# WORK REQUIRED
Your response should be every line from the entries that includes the string "white".

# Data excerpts
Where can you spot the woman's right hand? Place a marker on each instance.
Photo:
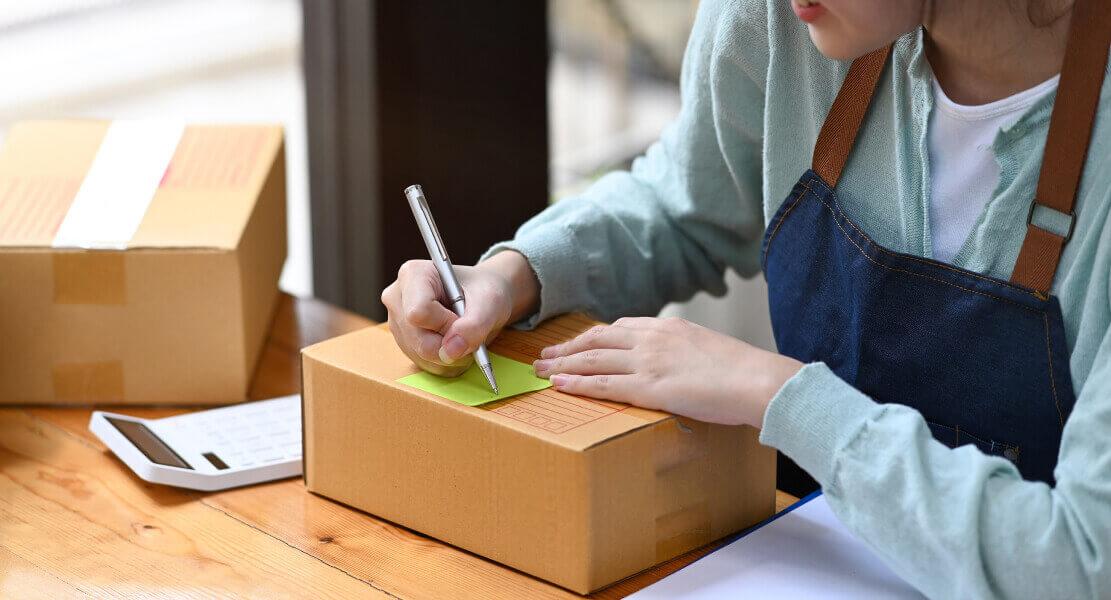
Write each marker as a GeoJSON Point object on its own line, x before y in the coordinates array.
{"type": "Point", "coordinates": [499, 290]}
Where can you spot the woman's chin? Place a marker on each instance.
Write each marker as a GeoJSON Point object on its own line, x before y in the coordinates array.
{"type": "Point", "coordinates": [839, 46]}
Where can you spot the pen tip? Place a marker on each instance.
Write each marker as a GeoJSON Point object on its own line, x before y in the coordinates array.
{"type": "Point", "coordinates": [488, 370]}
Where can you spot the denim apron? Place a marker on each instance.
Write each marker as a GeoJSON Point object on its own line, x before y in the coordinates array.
{"type": "Point", "coordinates": [983, 360]}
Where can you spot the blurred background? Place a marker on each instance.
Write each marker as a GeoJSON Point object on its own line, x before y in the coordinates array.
{"type": "Point", "coordinates": [497, 108]}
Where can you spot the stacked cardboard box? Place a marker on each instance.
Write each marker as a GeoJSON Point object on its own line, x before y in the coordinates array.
{"type": "Point", "coordinates": [139, 260]}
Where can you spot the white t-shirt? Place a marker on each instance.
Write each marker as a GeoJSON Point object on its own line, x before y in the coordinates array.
{"type": "Point", "coordinates": [963, 172]}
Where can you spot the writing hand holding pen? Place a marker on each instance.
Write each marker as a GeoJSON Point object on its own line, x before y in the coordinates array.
{"type": "Point", "coordinates": [500, 290]}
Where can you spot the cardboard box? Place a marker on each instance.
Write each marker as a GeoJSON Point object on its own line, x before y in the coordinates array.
{"type": "Point", "coordinates": [577, 491]}
{"type": "Point", "coordinates": [139, 261]}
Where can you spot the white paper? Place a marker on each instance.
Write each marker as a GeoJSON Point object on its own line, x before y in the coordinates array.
{"type": "Point", "coordinates": [804, 553]}
{"type": "Point", "coordinates": [120, 185]}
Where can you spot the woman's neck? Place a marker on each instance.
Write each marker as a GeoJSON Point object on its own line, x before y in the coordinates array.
{"type": "Point", "coordinates": [982, 51]}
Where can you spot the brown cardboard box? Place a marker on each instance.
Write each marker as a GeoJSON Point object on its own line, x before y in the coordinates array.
{"type": "Point", "coordinates": [176, 316]}
{"type": "Point", "coordinates": [576, 491]}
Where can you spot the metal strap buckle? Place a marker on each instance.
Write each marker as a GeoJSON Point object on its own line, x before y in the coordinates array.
{"type": "Point", "coordinates": [1071, 215]}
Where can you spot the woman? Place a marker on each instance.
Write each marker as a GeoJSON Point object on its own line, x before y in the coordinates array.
{"type": "Point", "coordinates": [946, 361]}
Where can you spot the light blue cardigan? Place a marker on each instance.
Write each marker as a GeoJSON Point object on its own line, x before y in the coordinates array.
{"type": "Point", "coordinates": [956, 523]}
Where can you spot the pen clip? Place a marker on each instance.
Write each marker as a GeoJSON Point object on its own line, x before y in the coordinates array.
{"type": "Point", "coordinates": [436, 230]}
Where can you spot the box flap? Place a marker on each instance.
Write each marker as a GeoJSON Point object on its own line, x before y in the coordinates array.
{"type": "Point", "coordinates": [566, 420]}
{"type": "Point", "coordinates": [203, 199]}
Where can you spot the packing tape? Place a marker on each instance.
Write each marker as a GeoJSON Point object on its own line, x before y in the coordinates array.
{"type": "Point", "coordinates": [682, 530]}
{"type": "Point", "coordinates": [87, 382]}
{"type": "Point", "coordinates": [680, 477]}
{"type": "Point", "coordinates": [89, 278]}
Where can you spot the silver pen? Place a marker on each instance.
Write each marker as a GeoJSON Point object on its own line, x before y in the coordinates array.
{"type": "Point", "coordinates": [439, 253]}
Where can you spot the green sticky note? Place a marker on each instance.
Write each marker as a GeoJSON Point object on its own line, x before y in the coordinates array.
{"type": "Point", "coordinates": [471, 387]}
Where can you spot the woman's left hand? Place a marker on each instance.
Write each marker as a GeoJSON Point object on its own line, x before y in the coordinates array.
{"type": "Point", "coordinates": [670, 365]}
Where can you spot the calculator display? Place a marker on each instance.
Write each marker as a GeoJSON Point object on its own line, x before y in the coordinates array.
{"type": "Point", "coordinates": [148, 443]}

# ANSWER BOX
Where can you spot the white t-shirt? Place a marker on each instance.
Where can you spot the white paper? Place a marker on each instance.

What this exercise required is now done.